> [Description of the task]
Leave the pictures out and transcribe every record exactly.

○ ○ ○ ○ ○ ○ ○

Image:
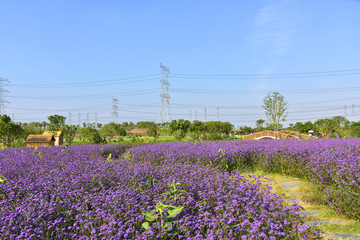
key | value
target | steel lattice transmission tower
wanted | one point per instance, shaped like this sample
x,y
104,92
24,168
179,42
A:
x,y
3,91
115,102
165,98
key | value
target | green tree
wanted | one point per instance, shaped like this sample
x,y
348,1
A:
x,y
179,128
56,122
275,107
9,130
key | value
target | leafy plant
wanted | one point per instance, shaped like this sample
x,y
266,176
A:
x,y
173,193
167,213
109,158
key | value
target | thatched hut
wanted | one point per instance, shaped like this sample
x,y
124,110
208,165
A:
x,y
57,135
138,132
40,140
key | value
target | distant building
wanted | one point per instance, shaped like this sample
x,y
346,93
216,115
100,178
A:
x,y
40,140
138,132
57,135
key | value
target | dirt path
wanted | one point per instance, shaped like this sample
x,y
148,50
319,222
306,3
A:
x,y
331,224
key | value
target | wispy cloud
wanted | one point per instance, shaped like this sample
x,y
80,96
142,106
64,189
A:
x,y
273,27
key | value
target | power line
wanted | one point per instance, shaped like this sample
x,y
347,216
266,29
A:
x,y
299,74
137,79
92,96
251,92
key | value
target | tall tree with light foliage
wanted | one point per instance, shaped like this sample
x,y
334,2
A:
x,y
275,107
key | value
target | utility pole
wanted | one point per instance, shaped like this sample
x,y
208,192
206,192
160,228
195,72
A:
x,y
115,102
165,97
345,115
3,91
79,119
353,112
87,119
69,118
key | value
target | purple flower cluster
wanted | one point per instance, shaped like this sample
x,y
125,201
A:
x,y
83,193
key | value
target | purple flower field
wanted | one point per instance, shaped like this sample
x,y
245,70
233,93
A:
x,y
169,190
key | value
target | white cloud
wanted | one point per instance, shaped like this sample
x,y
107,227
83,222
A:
x,y
273,26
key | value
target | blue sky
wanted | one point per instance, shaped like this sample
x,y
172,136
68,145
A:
x,y
73,57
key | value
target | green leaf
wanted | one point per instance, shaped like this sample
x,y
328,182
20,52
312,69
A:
x,y
146,226
160,206
174,211
2,179
149,216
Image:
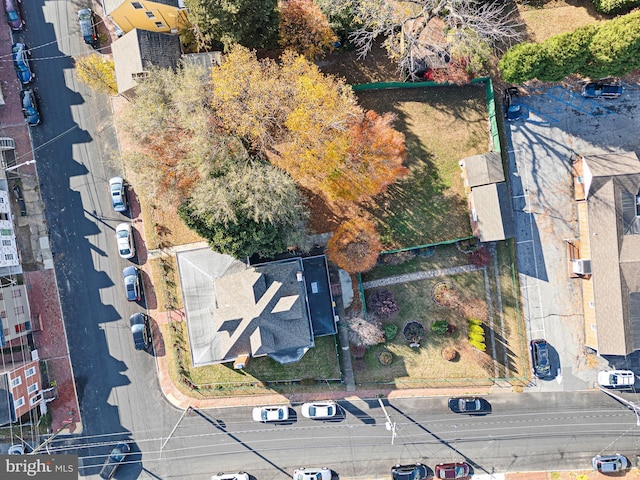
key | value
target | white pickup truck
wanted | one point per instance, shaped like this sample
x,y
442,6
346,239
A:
x,y
616,378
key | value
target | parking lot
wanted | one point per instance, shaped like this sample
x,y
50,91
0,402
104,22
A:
x,y
557,125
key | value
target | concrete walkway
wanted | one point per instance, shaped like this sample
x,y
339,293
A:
x,y
414,276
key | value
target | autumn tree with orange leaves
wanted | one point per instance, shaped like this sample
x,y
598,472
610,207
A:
x,y
305,28
355,246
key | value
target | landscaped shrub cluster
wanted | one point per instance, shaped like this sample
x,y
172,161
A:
x,y
383,303
364,332
440,327
390,331
476,334
609,49
615,6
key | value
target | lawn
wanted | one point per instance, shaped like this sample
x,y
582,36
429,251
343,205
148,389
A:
x,y
415,366
545,18
434,258
261,375
425,366
442,125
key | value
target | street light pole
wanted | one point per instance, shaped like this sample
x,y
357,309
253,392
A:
x,y
390,425
632,406
15,167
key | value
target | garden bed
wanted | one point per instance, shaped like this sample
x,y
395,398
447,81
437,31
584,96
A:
x,y
412,365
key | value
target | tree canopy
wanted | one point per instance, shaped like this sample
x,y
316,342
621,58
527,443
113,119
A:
x,y
241,204
305,28
422,31
309,124
251,23
98,72
611,48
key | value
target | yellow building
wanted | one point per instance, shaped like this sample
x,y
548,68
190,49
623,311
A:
x,y
163,16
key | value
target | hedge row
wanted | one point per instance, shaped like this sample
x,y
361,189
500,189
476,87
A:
x,y
615,6
608,49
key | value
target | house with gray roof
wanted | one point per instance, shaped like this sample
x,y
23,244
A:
x,y
607,191
236,311
488,197
138,50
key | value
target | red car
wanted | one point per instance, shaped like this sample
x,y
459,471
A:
x,y
452,470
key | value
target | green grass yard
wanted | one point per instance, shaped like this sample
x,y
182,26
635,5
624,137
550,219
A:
x,y
442,125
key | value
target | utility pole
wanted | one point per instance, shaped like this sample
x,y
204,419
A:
x,y
65,424
184,414
15,167
391,426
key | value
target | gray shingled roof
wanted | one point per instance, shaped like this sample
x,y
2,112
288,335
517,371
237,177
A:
x,y
233,309
484,169
492,205
610,180
135,52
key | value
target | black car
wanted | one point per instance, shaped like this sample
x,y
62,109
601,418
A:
x,y
88,27
512,106
417,471
131,278
469,405
141,331
114,460
602,90
30,107
540,358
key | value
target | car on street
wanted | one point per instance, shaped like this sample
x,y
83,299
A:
x,y
131,278
12,12
319,410
616,378
114,460
416,471
141,331
469,405
312,473
276,413
512,106
230,476
126,244
610,463
117,188
17,449
21,63
540,358
452,470
30,107
88,27
602,90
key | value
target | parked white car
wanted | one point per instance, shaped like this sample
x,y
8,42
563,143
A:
x,y
312,473
230,476
277,413
319,410
616,378
124,236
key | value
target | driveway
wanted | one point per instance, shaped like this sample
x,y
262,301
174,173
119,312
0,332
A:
x,y
559,125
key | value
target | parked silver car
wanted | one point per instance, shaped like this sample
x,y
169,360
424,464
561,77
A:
x,y
610,463
118,192
124,236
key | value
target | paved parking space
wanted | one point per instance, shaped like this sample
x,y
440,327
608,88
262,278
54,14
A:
x,y
559,126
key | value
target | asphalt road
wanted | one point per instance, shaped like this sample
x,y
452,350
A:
x,y
118,390
117,385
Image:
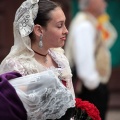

○ ○ ○ ○ ○ ○ ○

> [Result of the task]
Image:
key | value
target | steel lattice transmission tower
wanted | one point per instance, shaped like this sample
x,y
104,92
24,168
179,42
A:
x,y
3,91
115,102
165,98
key | value
target | green tree
wanted | one point per instance, shaped like this sample
x,y
348,1
A:
x,y
179,128
56,122
275,107
9,130
key | value
target | leafy plant
wanted | one point per instance, shaped like this sample
x,y
266,176
A:
x,y
173,193
167,213
109,158
key | value
target | thatched hut
wanted | one point per instance, shaped like this sample
x,y
124,110
208,165
A:
x,y
57,135
138,132
40,140
key | value
target | distant building
wanted | one point per instance, shaped like this sample
x,y
346,93
216,115
100,178
A:
x,y
40,140
138,132
57,135
key | value
target | dirt path
wanted | one point per instance, shaped like this sample
x,y
148,50
319,222
306,3
A:
x,y
331,224
key | value
target | wispy cloud
wanted | one point per instance, shaped like this sample
x,y
80,96
142,106
64,189
A:
x,y
273,27
key | value
target | power line
wanted | one point per instance, shaped like this sample
x,y
347,216
266,29
A:
x,y
299,74
137,79
92,96
251,92
key | value
target | tall tree with light foliage
wanted | one point per instance, shaped like this sample
x,y
334,2
A:
x,y
275,107
key | value
target | utility pole
wanted | one point per instance, shaped like this sample
x,y
208,192
206,192
160,228
195,72
A:
x,y
115,102
165,97
345,115
3,91
79,119
353,112
87,119
69,118
key | value
target | purple flower cluster
wanted | one point per instance, shaped like this sample
x,y
125,201
A:
x,y
83,193
key | value
target | purple flower field
wanted | one point per instance, shaped like this sample
x,y
245,70
233,93
A:
x,y
169,190
key | value
target | white cloud
wanted | one point per instance, shaped like this sample
x,y
107,227
83,222
A:
x,y
273,26
key | value
target | blue sky
wanted | one point per instance, shaped like this sample
x,y
172,136
68,145
A:
x,y
73,57
key | value
target | green leaf
wanted | one point per instance, shaped like this sample
x,y
328,182
20,52
312,69
A:
x,y
146,226
160,206
174,211
2,179
149,216
Image:
key | value
target | white pickup truck
wanted | one point per instance, shaped like this sample
x,y
442,6
346,239
A:
x,y
616,378
key | value
target | parking lot
wanted | one point per instance, shaped like this sample
x,y
50,91
0,402
104,22
A:
x,y
557,125
key | value
target | concrete walkway
wanted | one point per instance, shaped like this sample
x,y
339,293
A:
x,y
414,276
key | value
target | autumn tree with orange leaves
wanted | one point per instance, shaped like this sample
x,y
598,472
610,207
A:
x,y
305,28
355,246
key | value
target | landscaped shrub cluster
wanted | one point per instance, shaped like this sample
x,y
172,161
A:
x,y
383,303
364,332
440,327
390,331
476,334
609,49
615,6
key | value
target | lawn
wanted | one point per instance, shaped like this sample
x,y
582,36
429,251
343,205
148,389
A:
x,y
415,366
545,18
434,258
261,375
425,366
442,125
key | value
target | street light pole
wanted | one point per instance, shaped like this sample
x,y
357,309
253,392
A:
x,y
390,425
632,406
15,167
key | value
target | garden bed
wanted | one point per instance, shaped like this sample
x,y
395,398
447,81
437,31
584,96
A:
x,y
412,365
key | value
target | tree canopy
wanted | one point per instance, shaped like this sample
x,y
316,342
621,58
527,443
113,119
A:
x,y
241,204
305,28
422,31
309,124
251,23
98,72
611,48
key | value
target | yellow building
wanted | one point per instance, shaped like this sample
x,y
548,68
190,49
623,311
A:
x,y
163,16
key | value
target | hedge row
wanted | one point per instance, shaped like this sample
x,y
361,189
500,189
476,87
A:
x,y
615,6
608,49
key | value
target | house with gray roof
wanted | one point per instance, shaped like this sample
x,y
23,244
A:
x,y
607,191
236,311
488,197
138,50
key | value
target | red car
wanted | one point per instance, shaped like this sample
x,y
459,471
A:
x,y
452,470
key | value
target | green grass yard
wanted | one point per instance, shaped like this sample
x,y
182,26
635,5
624,137
550,219
A:
x,y
442,125
key | value
target | utility pole
wanted | one point per instance, shaped like this sample
x,y
204,419
A:
x,y
65,424
184,414
15,167
391,426
key | value
target | gray shingled roof
wanted | one point per instance, shaped like this sample
x,y
2,112
288,335
517,371
237,177
A:
x,y
233,309
484,169
492,205
610,180
135,52
key | value
target | black car
wanted | one point per instance, shaped like this sample
x,y
62,109
601,418
A:
x,y
88,27
512,106
417,471
131,278
469,405
141,331
114,460
602,90
30,107
540,358
key | value
target | car on street
wanted | one point per instance, shaped like this sample
x,y
83,299
A:
x,y
131,278
12,12
319,410
616,378
114,460
416,471
141,331
469,405
312,473
276,413
512,106
230,476
126,244
610,463
117,188
17,449
21,63
540,358
452,470
30,107
88,27
602,90
key | value
target | parked white car
wanted | one point per instance, shaped like this sample
x,y
8,42
563,143
A:
x,y
312,473
230,476
277,413
319,410
616,378
124,236
key | value
target | driveway
wanted | one point per instance, shaped like this sample
x,y
262,301
174,173
119,312
0,332
A:
x,y
559,125
key | value
target | parked silver car
wanted | one point per instance, shaped like this sample
x,y
169,360
424,464
561,77
A:
x,y
610,463
118,192
124,236
key | value
target | paved parking space
wanted | one point per instance, shaped like this sample
x,y
440,327
608,88
262,278
54,14
A:
x,y
559,126
key | value
target | asphalt road
wanted | one point per instance, shaped like this sample
x,y
452,350
A:
x,y
118,390
117,385
Image:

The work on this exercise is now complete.